### PASSAGE ###

Of course, all this assumes that the feeder-feeder model delivers as promised, that a clear line can be drawn between going to the right preschool and getting that fat envelope from the right college. But is that how it really works? According to David Fernie, a professor of early-childhood education at Wheelock College, the answer is definitely no. “The so-called ‘right’ preschool is no guarantee of anything later on,” he told me. I liked this answer—it confirmed my belief that the only developmental value of nursery school was getting my daughter comfortable being away from home in preparation for kindergarten. But then Fernie finished his thought. “You want a high-quality preschool for its own sake, not for what access it will give later on, or what it says about you as a parent.”

And this, I was not happy to hear. Fernie was suggesting it was possible to mess up my daughter this early in her life. “It’s the first place they go that they’ll call school, the first place they’ll encounter adults they’ll call teachers, and the first place they’ll start to realize how they fit into a group,” Fernie continued. He explained how a well-designed program sets patterns of observation and attention span, and helps kids figure out how to both get along with others and function independently. In other words, it establishes the circuitry that will help children operate productively as they move through their academic life. There’s a lot of u
p-to-date research that shows when they get to kindergarten, kids who attended a good preschool are leaps and bounds ahead of those who didn’t.

As my anxiety ratcheted up, Kathleen McCartney, dean of the Graduate School of Education at Harvard, tried to talk me down. She assured me that all I needed to do was get my daughter into a “quality” program, and reminded me that in Boston, a vast number of these existed. Again, not helpful. Who was I to assess quality?


When I asked for tips, Fernie and McCartney agreed on this much: It’s important not to base your choices solely on expectations you’d have for higher grade levels. Understandably, if you’re about to hock the good china to pay for it, you might want some proof that your little one will come home able to recite the alphabet forward and backward by the second week. But such benchmarks are not applicable to preschool. For one thing, preschoolers pick things up at their own pace. “Forcing children to reach the same level of competence at the same time,” said Fernie, “is the quickest way to teach them that school isn’t a place where they can be comfortable.”

###

**TASKS**:
1. Duplicate a portion of the preschool passage word for word, beginning at the words "As my anxiety" and stopping after the words "to assess quality?".
2. Go on with the preschool passage from its final sentence, keeping its voice and subject.
The rows that follow are independent material and are unrelated to the preschool passage.

### LISTED ENTRIES ###

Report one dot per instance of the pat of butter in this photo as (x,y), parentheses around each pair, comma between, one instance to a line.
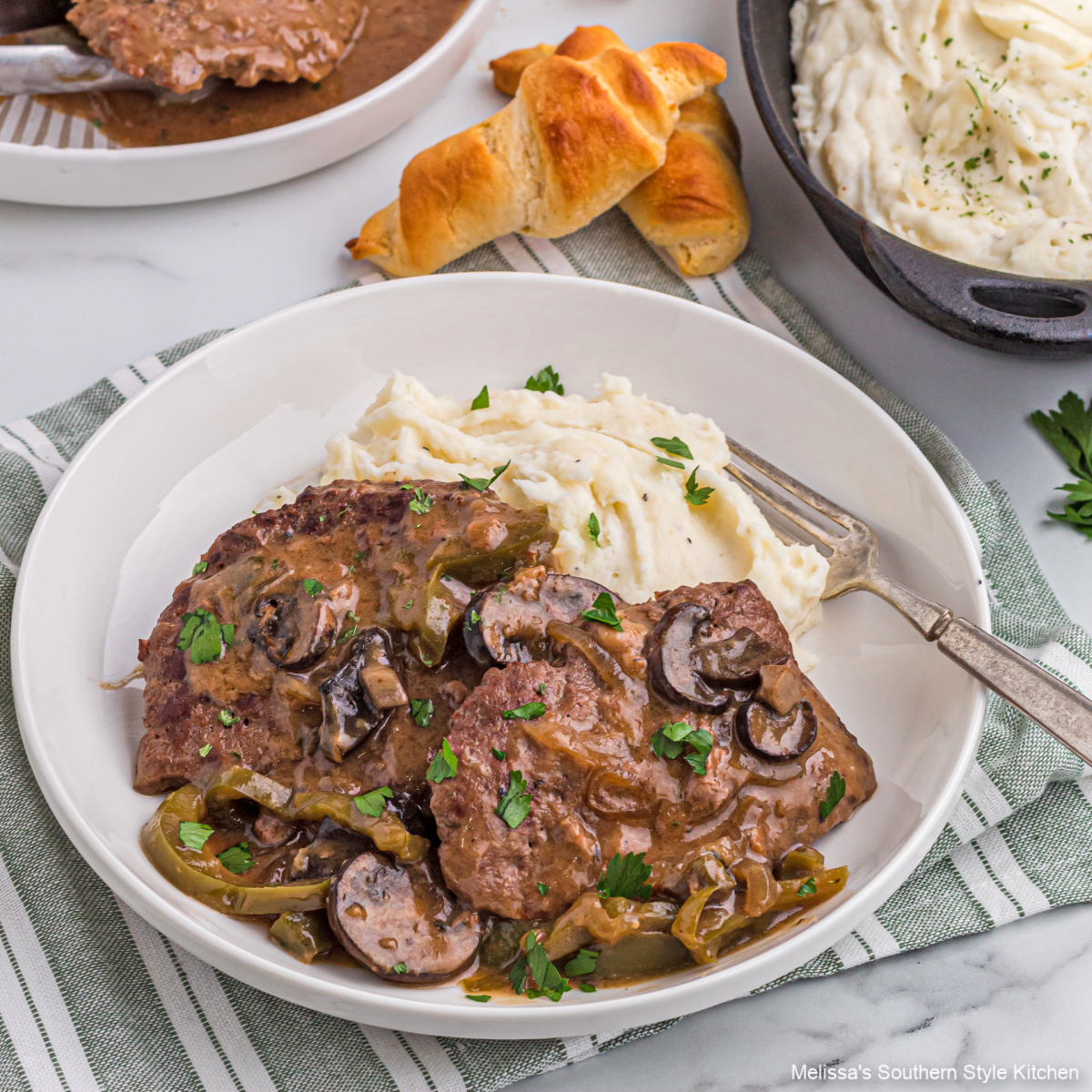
(1064,26)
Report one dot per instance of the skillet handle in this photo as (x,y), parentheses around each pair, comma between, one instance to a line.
(996,310)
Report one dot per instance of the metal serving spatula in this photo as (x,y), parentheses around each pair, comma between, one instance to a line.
(854,565)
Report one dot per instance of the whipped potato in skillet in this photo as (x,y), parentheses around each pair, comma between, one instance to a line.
(962,126)
(577,457)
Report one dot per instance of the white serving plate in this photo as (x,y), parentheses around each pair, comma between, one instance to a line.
(143,176)
(197,450)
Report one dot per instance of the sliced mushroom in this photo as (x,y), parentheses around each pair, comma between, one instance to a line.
(770,735)
(359,699)
(507,623)
(704,674)
(293,627)
(399,921)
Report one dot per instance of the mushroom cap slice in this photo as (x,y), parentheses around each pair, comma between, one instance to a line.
(507,623)
(293,628)
(774,736)
(391,916)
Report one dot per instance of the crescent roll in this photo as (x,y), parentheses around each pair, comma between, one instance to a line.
(694,206)
(578,136)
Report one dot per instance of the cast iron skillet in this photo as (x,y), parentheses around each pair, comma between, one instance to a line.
(996,310)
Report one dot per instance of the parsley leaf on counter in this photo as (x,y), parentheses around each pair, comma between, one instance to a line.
(694,495)
(545,380)
(516,804)
(194,834)
(535,966)
(583,962)
(202,636)
(421,501)
(835,790)
(625,878)
(483,484)
(1068,430)
(236,858)
(603,610)
(420,710)
(529,711)
(372,804)
(593,530)
(446,764)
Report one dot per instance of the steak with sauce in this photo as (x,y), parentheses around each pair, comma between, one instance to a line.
(312,637)
(713,658)
(180,44)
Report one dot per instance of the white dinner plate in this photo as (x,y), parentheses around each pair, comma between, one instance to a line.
(37,174)
(195,453)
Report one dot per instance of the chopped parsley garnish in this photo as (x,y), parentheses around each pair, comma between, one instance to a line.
(545,380)
(483,484)
(672,447)
(625,878)
(372,804)
(583,962)
(446,764)
(202,634)
(603,610)
(694,495)
(534,966)
(672,740)
(420,710)
(236,858)
(593,529)
(529,711)
(835,790)
(516,804)
(194,834)
(1068,430)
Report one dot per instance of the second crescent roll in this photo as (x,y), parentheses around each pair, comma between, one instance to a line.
(694,206)
(578,136)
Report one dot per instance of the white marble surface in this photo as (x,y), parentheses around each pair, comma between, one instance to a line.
(86,290)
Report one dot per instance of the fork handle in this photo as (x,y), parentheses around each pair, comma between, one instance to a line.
(1055,707)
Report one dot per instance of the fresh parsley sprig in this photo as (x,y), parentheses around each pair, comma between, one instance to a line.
(483,484)
(835,790)
(603,611)
(545,380)
(1068,430)
(625,878)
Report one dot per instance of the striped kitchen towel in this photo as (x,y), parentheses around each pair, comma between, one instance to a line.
(92,997)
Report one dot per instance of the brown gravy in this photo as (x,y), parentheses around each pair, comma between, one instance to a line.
(396,34)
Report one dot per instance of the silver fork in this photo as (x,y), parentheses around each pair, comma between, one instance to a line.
(855,566)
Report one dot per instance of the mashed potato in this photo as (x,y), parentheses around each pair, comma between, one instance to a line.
(579,457)
(964,126)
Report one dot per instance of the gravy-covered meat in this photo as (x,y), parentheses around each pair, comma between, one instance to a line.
(687,734)
(311,642)
(180,44)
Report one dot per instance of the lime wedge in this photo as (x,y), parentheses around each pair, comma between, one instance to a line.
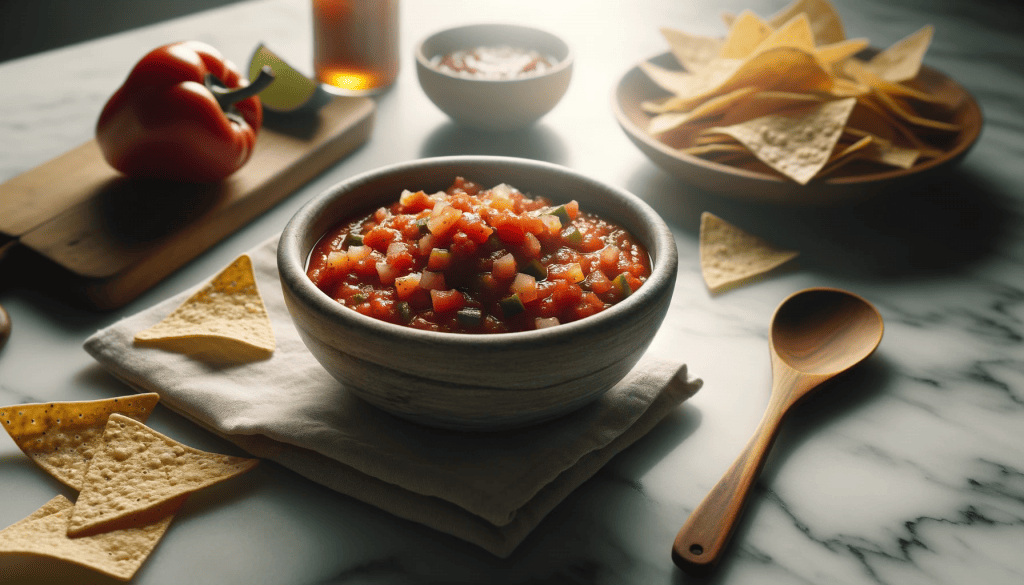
(291,91)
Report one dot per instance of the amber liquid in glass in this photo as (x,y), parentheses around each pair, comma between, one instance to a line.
(355,44)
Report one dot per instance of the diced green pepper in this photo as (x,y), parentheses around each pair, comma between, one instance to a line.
(469,318)
(572,236)
(404,311)
(536,269)
(511,305)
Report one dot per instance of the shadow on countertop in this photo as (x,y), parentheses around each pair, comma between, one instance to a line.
(29,28)
(940,224)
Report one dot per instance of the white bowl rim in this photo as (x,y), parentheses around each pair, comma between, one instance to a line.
(424,61)
(292,264)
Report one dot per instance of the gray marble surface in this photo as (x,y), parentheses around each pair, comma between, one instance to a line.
(908,470)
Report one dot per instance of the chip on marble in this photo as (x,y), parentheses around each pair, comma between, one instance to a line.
(62,436)
(118,553)
(137,471)
(730,256)
(224,321)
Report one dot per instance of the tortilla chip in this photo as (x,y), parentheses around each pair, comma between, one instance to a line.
(118,554)
(61,437)
(796,142)
(670,120)
(714,148)
(225,321)
(834,53)
(901,61)
(745,34)
(860,72)
(692,51)
(795,33)
(824,19)
(730,256)
(138,470)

###

**ANSWERS BELOW**:
1.
As my anxiety ratcheted up, Kathleen McCartney, dean of the Graduate School of Education at Harvard, tried to talk me down. She assured me that all I needed to do was get my daughter into a “quality” program, and reminded me that in Boston, a vast number of these existed. Again, not helpful. Who was I to assess quality?

2.
A far more pertinent thing to keep in mind is the way kids this age learn. “For young children, the vehicle to development is play,” said McCartney. Teaching children about letters and numbers is a fine goal, added Fernie, but he warned that “an overemphasis on what we might think of as academic misses the broader abilities that kids are developing.” (Just to be clear, I am in no way suggesting that fine, fine schools like Shady Hill and Cambridge-Ellis are providing anything other than developmentally appropriate curricula for their students. Really, Most Distinguished Members of the Admission Board, I’m not.)

Still, in addition to being nurturing and loving, school directors and teachers should be able to articulate some kind of educational philosophy. Preschools needn’t hew to a particular instructional method, like Montessori or Waldorf, but their staffs should have an idea of what they are trying to accomplish—and to decide among them, so should you.

Helpful as that is, my query remained: Is there anything the elite schools can offer that others don’t? The answer is yes, and no. A school like Beacon Hill Nursery School or Cambridge Friends may be able to provide larger, more up-to-date facilities; have a better student-teacher ratio; and get your child noticed by a nationally recognized prep school, as well as do wonders for her Rolodex. If you have the money and the will to endure the application process, by all means, go for it. But will any of that stuff necessarily contribute to her overall success and health? No, and it certainly won’t guarantee that in 15 years she’ll get a full scholarship to MIT, either. As long as you choose carefully, you can make sure your child gets everything he or she needs, be it in a classroom that costs a bundle, or nothing at all. I haven’t yet figured out exactly what that is for my daughter—but I’m happy to be doing the searching in Boston, where, daunting or not, at least I can make my pick for the right reasons.